### Provided text

MPs and their staff are on the receiving end of more direct and indirect threats than ever before. We must fight to preserve the integrity of our system, writes Simon Hart

In the last year or so the number of reported threats against MPs has risen by 126%. These are not just any threats, but those which are sufficiently serious as to warrant police action. What’s more they aren’t just directed at MP’s but at staff, family and volunteers too. 

There are plenty of people out there who think this is all part of the rough and tumble of politics and even self inflicted – let’s face it, we don’t exactly behave with much decorum in the Commons chamber and this, coupled with the claim that we ignore public sentiment anyway, creates an environment where it is easy to say we deserve everything we get. 

But my debate on Tuesday is not about protecting famously brittle political egos. Never has politics (at all its many levels) needed to attract the best of society more than it does now. Elected office should be revered across the land, with long waiting lists for the privilege of serving our communities. The motive should be driven by a public service ethic, not a career ambition. Yet the erosion of public confidence in who we are, as well as what we do – inflamed by a frequently lazy media characterisation – has exactly the opposite effect.

When I last held a debate on this topic, just after an especially toxic 2017 GE, there seemed to be cross party consensus that “something must be done”. And to be fair all the main parties have ground their way towards something resembling a common code.

The government too has turned commitment into action and the recent “online harms” white paper should continue to drive some long overdue cultural change. Yet despite this, staff and colleagues have been on the receiving end of more direct and indirect threats than ever before. It upsets families, deters volunteers, and drives voters away from us. Those who put up with it alter their lifestyles to minimise the impact. We close our social media presence when we should be embracing wider numbers. Our offices and homes are fast resembling high street banks rather than the warm accessible places they should be for our communities. Some people even change their voting patterns to minimise the incoming abuse even if the evidence, and their own consciences, point elsewhere.

######

» **Task to complete**
According to the piece on threats against MPs, by what percentage has the number of reported threats against MPs risen in the last year or so?

### Data supplied

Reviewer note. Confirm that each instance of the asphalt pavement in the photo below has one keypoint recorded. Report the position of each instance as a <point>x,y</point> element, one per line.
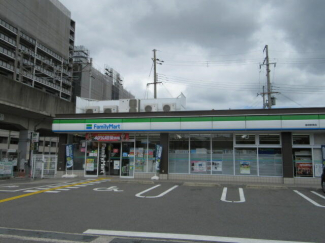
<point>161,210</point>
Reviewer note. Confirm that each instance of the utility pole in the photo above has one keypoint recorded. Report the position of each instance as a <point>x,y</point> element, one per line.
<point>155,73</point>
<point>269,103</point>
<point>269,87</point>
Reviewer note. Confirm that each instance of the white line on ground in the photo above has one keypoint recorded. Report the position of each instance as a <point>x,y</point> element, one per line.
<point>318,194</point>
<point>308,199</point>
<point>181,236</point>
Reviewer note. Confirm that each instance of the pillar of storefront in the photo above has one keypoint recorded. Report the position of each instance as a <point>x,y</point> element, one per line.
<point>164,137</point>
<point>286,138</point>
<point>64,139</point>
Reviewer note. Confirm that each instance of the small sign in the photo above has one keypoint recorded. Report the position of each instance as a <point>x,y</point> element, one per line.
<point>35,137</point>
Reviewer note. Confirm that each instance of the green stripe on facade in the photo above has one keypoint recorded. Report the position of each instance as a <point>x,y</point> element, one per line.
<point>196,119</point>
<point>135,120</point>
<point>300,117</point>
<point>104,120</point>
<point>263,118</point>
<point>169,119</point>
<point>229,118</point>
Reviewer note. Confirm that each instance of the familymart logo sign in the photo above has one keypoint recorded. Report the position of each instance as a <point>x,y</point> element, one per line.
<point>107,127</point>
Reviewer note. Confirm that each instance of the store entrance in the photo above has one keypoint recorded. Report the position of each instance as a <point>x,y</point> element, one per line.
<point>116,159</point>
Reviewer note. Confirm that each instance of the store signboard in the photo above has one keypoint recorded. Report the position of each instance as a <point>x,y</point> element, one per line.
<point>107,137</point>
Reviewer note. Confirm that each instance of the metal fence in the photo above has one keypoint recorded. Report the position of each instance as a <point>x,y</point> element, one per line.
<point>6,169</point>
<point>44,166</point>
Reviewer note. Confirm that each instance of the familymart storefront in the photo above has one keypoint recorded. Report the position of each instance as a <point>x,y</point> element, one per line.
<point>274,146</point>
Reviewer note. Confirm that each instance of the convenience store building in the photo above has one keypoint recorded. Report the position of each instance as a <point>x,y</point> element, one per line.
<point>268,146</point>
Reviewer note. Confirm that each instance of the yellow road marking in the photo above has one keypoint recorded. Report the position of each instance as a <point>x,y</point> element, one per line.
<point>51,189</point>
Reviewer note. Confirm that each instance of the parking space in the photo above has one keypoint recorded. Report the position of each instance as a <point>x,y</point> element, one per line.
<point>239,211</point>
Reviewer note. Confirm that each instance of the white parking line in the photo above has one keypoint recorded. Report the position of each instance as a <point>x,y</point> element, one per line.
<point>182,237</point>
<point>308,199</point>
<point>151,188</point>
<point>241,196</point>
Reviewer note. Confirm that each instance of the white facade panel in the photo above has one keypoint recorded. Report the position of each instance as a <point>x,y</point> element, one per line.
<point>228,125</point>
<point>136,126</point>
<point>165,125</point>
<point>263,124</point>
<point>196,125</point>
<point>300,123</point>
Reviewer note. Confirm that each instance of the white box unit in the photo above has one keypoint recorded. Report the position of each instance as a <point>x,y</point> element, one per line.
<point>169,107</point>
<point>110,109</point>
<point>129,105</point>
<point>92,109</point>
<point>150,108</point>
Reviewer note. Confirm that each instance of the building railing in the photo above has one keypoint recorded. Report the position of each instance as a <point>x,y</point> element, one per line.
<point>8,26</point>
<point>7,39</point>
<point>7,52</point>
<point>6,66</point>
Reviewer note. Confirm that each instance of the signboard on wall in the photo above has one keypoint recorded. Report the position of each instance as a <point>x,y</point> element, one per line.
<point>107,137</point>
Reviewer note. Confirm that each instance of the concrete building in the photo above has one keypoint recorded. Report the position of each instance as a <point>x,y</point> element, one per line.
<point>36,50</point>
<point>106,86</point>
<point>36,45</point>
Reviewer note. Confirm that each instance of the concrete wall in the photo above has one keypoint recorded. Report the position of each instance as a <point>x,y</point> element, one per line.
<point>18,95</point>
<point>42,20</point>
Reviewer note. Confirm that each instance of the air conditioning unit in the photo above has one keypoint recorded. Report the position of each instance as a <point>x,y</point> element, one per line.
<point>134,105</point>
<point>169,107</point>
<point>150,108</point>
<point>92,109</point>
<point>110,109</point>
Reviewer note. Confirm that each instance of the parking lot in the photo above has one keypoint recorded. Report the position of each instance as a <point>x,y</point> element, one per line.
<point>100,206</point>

######

» **Task result**
126%